#### WHAT YOU SHOULD DO
Transcribe every line of the entries exactly.

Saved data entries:
--------

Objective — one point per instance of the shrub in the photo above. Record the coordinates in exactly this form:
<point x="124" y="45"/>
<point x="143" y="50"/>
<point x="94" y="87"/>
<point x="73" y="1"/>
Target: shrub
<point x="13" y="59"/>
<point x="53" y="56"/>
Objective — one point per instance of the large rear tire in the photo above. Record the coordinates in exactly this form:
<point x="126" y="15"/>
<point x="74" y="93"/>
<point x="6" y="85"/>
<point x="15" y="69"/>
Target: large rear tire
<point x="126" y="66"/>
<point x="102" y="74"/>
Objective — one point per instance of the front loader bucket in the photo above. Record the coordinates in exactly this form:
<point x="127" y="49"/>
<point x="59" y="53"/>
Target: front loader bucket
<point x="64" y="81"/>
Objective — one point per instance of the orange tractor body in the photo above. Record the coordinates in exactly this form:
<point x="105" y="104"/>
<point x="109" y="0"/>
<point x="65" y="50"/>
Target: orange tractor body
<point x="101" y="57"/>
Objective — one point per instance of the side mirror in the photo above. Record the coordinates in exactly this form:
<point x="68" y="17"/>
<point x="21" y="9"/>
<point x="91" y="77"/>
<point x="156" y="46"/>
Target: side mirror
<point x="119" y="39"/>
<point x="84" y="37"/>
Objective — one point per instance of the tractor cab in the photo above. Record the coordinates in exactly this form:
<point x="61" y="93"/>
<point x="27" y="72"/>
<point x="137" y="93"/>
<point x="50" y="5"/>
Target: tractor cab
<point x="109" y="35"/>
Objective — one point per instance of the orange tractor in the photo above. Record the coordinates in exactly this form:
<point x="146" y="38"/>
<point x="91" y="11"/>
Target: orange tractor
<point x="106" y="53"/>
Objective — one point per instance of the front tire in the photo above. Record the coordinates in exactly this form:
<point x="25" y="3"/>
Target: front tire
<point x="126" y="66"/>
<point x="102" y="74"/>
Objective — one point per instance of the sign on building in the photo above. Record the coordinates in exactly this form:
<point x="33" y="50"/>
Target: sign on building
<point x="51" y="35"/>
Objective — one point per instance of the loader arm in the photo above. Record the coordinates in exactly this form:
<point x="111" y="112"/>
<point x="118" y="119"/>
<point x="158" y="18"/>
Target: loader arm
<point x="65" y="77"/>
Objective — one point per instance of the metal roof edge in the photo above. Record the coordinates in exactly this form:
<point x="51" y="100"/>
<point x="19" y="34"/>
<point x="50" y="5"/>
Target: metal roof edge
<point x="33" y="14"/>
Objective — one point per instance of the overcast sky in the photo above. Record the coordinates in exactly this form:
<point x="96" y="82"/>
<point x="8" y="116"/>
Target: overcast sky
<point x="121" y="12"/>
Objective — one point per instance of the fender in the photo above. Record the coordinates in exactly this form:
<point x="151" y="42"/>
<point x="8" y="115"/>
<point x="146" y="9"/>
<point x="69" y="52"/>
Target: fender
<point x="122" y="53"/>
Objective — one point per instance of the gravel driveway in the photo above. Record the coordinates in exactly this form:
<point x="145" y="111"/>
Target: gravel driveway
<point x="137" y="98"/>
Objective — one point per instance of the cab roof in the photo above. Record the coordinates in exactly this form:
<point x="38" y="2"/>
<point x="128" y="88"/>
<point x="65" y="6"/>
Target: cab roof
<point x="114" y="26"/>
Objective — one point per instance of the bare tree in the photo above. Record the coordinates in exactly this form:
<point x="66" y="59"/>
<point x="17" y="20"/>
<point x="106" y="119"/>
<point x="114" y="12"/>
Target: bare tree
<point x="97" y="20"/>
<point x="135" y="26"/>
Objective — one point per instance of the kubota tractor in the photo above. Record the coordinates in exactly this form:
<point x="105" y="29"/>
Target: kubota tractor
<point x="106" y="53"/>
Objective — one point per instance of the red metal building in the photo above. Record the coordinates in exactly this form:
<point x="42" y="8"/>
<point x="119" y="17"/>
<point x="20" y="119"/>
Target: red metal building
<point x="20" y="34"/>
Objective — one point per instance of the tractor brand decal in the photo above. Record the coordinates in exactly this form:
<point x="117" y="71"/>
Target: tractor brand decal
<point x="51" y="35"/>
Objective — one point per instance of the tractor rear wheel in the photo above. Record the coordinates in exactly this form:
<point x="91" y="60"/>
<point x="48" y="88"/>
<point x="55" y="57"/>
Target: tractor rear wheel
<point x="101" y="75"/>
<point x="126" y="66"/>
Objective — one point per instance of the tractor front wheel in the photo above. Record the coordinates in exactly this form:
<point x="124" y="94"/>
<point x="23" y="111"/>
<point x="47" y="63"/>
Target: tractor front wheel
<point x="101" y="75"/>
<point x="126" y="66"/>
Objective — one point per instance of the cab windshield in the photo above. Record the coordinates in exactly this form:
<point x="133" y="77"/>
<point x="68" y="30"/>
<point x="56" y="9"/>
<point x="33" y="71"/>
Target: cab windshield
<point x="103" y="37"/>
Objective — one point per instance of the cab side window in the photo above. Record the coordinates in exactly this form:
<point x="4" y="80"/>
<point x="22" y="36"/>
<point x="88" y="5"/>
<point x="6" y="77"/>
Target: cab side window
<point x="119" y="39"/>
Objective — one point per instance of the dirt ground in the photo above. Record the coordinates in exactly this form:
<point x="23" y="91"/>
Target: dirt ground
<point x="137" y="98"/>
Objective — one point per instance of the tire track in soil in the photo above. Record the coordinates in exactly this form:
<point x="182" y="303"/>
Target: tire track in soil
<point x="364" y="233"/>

--------

#### OUTPUT OF THE EXERCISE
Objective — one point per instance of the shrub in the photo above. Record the coordinates in exactly this form:
<point x="124" y="45"/>
<point x="143" y="50"/>
<point x="94" y="87"/>
<point x="73" y="1"/>
Target: shrub
<point x="13" y="59"/>
<point x="53" y="56"/>
Objective — one point per instance of the large rear tire in the photo above. Record the coordinates in exactly this form:
<point x="126" y="15"/>
<point x="74" y="93"/>
<point x="6" y="85"/>
<point x="15" y="69"/>
Target: large rear tire
<point x="126" y="66"/>
<point x="102" y="74"/>
Objective — one point per instance of the front loader bucket in the photo above. Record the coordinates in exactly this form:
<point x="127" y="49"/>
<point x="59" y="53"/>
Target: front loader bucket
<point x="64" y="81"/>
Objective — one point per instance of the orange tractor body in the photo above. Record the coordinates in exactly this form:
<point x="105" y="104"/>
<point x="109" y="0"/>
<point x="65" y="50"/>
Target: orange tractor body
<point x="101" y="57"/>
Objective — one point per instance of the side mirror in the photo above. Record the coordinates in exactly this form:
<point x="68" y="17"/>
<point x="21" y="9"/>
<point x="91" y="77"/>
<point x="156" y="46"/>
Target: side mirror
<point x="119" y="39"/>
<point x="84" y="37"/>
Objective — one point per instance of the tractor cab in the photo above. Record the coordinates in exactly this form:
<point x="61" y="93"/>
<point x="27" y="72"/>
<point x="137" y="93"/>
<point x="50" y="5"/>
Target: tractor cab
<point x="109" y="35"/>
Objective — one point per instance of the orange tractor in the photo above. Record the coordinates in exactly this form:
<point x="146" y="38"/>
<point x="91" y="11"/>
Target: orange tractor
<point x="106" y="53"/>
Objective — one point per instance of the front tire in the photo above. Record the coordinates in exactly this form:
<point x="25" y="3"/>
Target: front tire
<point x="126" y="66"/>
<point x="102" y="74"/>
Objective — one point per instance of the sign on building in the photo above. Record the coordinates in exactly this form:
<point x="33" y="50"/>
Target: sign on building
<point x="51" y="35"/>
Objective — one point per instance of the loader arm in the photo above. Record the coordinates in exactly this form:
<point x="111" y="112"/>
<point x="118" y="119"/>
<point x="158" y="18"/>
Target: loader arm
<point x="65" y="77"/>
Objective — one point per instance of the metal roof edge in the photo above. Record the coordinates in exactly this form:
<point x="51" y="100"/>
<point x="19" y="34"/>
<point x="50" y="5"/>
Target: metal roof edge
<point x="33" y="14"/>
Objective — one point per instance of the overcast sky in the photo above. Record the coordinates in exactly this form:
<point x="96" y="82"/>
<point x="8" y="116"/>
Target: overcast sky
<point x="121" y="12"/>
Objective — one point per instance of the fender in the photo above. Record the coordinates in exactly this form:
<point x="151" y="42"/>
<point x="8" y="115"/>
<point x="146" y="9"/>
<point x="69" y="52"/>
Target: fender
<point x="122" y="53"/>
Objective — one point per instance of the gravel driveway in the photo above. Record the coordinates in exactly this form:
<point x="145" y="111"/>
Target: gravel driveway
<point x="137" y="98"/>
Objective — one point per instance of the cab roof in the photo above. Record the coordinates in exactly this form:
<point x="38" y="2"/>
<point x="128" y="88"/>
<point x="65" y="6"/>
Target: cab roof
<point x="114" y="26"/>
Objective — one point per instance of the bare tree in the photo above. Record the coordinates in exactly this form:
<point x="66" y="59"/>
<point x="17" y="20"/>
<point x="106" y="119"/>
<point x="114" y="12"/>
Target: bare tree
<point x="97" y="20"/>
<point x="135" y="26"/>
Objective — one point per instance of the kubota tractor in the photo above. Record the coordinates in exactly this form:
<point x="105" y="29"/>
Target: kubota tractor
<point x="106" y="53"/>
Objective — one point per instance of the red metal building in the photo above. Record the coordinates in exactly this form:
<point x="42" y="8"/>
<point x="119" y="17"/>
<point x="20" y="119"/>
Target: red metal building
<point x="20" y="34"/>
Objective — one point per instance of the tractor brand decal in the photo above. Record the coordinates in exactly this form:
<point x="117" y="71"/>
Target: tractor brand decal
<point x="51" y="35"/>
Objective — one point per instance of the tractor rear wheel in the photo above. Record the coordinates in exactly this form:
<point x="91" y="60"/>
<point x="48" y="88"/>
<point x="55" y="57"/>
Target: tractor rear wheel
<point x="101" y="75"/>
<point x="126" y="66"/>
Objective — one point per instance of the tractor front wheel in the photo above. Record the coordinates in exactly this form:
<point x="124" y="94"/>
<point x="23" y="111"/>
<point x="47" y="63"/>
Target: tractor front wheel
<point x="101" y="75"/>
<point x="126" y="66"/>
Objective — one point per instance of the cab windshield in the photo above. Record the coordinates in exactly this form:
<point x="133" y="77"/>
<point x="68" y="30"/>
<point x="56" y="9"/>
<point x="33" y="71"/>
Target: cab windshield
<point x="103" y="37"/>
Objective — one point per instance of the cab side window in the photo above. Record the coordinates in exactly this form:
<point x="4" y="80"/>
<point x="22" y="36"/>
<point x="88" y="5"/>
<point x="6" y="77"/>
Target: cab side window
<point x="119" y="39"/>
Objective — one point per instance of the dirt ground in the photo above. Record the coordinates in exactly this form:
<point x="23" y="91"/>
Target: dirt ground
<point x="137" y="98"/>
Objective — one point per instance of the tire track in soil in the photo above. Record the coordinates in exactly this form:
<point x="182" y="303"/>
Target: tire track in soil
<point x="364" y="233"/>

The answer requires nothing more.